7. Never give less than 100%.
Even though associates are at the bottom of the law firm lawyer pyramid, they are still expected to turn in work that a partner pretty much only has to sign off on. That means that “okay” is not good enough. You want mistake-free, well-researched, well-written documents, each and every time you turn them in to your superior. Essentially, you want to always produce work that is ready to show a client, even if that “client” is a law firm partner.
"Just because its initial audience is another person at the firm doesn't mean the same standards [of excellence] don't apply," Gregg LoCascio, a partner in the D.C. office of Kirkland & Ellis told LawCrossing.
8. Get involved.
As mentioned above, no one in a law firm survives by doing the bare minimum. To last in the cutthroat environment, attorneys need to be as involved as possible, meaning they need to show up where they’re expected but also go the extra mile. That could mean volunteering at events, networking outside of work, and forging a mentorship relationship with someone prominent in the office.
“From the day you walk in, treat the place as if you're an owner," Orrick, Herrington & Sutcliffe partner Neel Chatterjee told LawCrossing. "Getting involved will cement your commitment to the firm and the firm's commitment to you. That feeling of reciprocal commitment is critical to your long-term success."
Getting involved is also important to increasing your visibility, according to Ashwini Jayaratnam. The attorney said that being known is a positive and will increase your job security.
“Let people at the firm know who you are,” Jayaratnam wrote for the New York City Bar Association. “Avoid the desire to hunker down and lay low. When going to firm events, set yourself a goal of talking to at least three partners in your practice group. This lets them know that you are interested in their group and eager to take on assignments. Also, in today’s environment where law firms are cutting associates, having your name out there and your presence known makes it less likely that partners will consider letting you go.”
==================================================
→ Your task
Say whether each statement below agrees with the law firm advice text above, answering yes or no and quoting the deciding words of the text. (a) Gregg LoCascio is a partner in the D.C. office of Kirkland & Ellis. (b) Jayaratnam recommends talking to at least five partners at firm events. (c) Associates are at the top of the law firm lawyer pyramid.
==================================================
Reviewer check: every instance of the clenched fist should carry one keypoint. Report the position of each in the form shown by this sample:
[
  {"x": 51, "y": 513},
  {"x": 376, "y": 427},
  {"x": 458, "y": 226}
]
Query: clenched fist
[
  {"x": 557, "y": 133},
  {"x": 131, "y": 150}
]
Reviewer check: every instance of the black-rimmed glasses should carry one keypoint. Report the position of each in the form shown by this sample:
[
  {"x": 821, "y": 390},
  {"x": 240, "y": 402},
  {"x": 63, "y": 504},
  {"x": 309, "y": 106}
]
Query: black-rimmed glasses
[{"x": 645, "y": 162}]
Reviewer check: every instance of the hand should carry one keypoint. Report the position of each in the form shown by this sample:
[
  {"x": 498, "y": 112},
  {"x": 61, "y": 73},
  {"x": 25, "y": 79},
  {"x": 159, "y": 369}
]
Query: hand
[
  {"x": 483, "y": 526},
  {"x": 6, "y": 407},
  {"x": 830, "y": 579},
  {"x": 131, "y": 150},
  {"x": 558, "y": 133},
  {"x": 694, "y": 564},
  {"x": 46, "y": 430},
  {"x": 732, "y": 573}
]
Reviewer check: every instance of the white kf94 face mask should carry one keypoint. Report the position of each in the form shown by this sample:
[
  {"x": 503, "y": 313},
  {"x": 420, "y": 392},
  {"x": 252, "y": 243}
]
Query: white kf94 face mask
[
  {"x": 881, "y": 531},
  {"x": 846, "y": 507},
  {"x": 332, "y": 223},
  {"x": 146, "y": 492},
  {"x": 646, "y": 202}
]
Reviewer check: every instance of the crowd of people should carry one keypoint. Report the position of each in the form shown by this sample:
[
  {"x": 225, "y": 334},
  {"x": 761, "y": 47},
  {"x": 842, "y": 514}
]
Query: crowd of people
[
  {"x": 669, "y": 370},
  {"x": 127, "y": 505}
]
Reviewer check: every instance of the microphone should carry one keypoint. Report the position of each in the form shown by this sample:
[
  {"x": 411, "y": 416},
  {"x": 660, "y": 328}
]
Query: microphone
==================================================
→ Answer to the problem
(a) Yes: "Gregg LoCascio, a partner in the D.C. office of Kirkland & Ellis"
(b) No: "set yourself a goal of talking to at least three partners in your practice group"
(c) No: "associates are at the bottom of the law firm lawyer pyramid"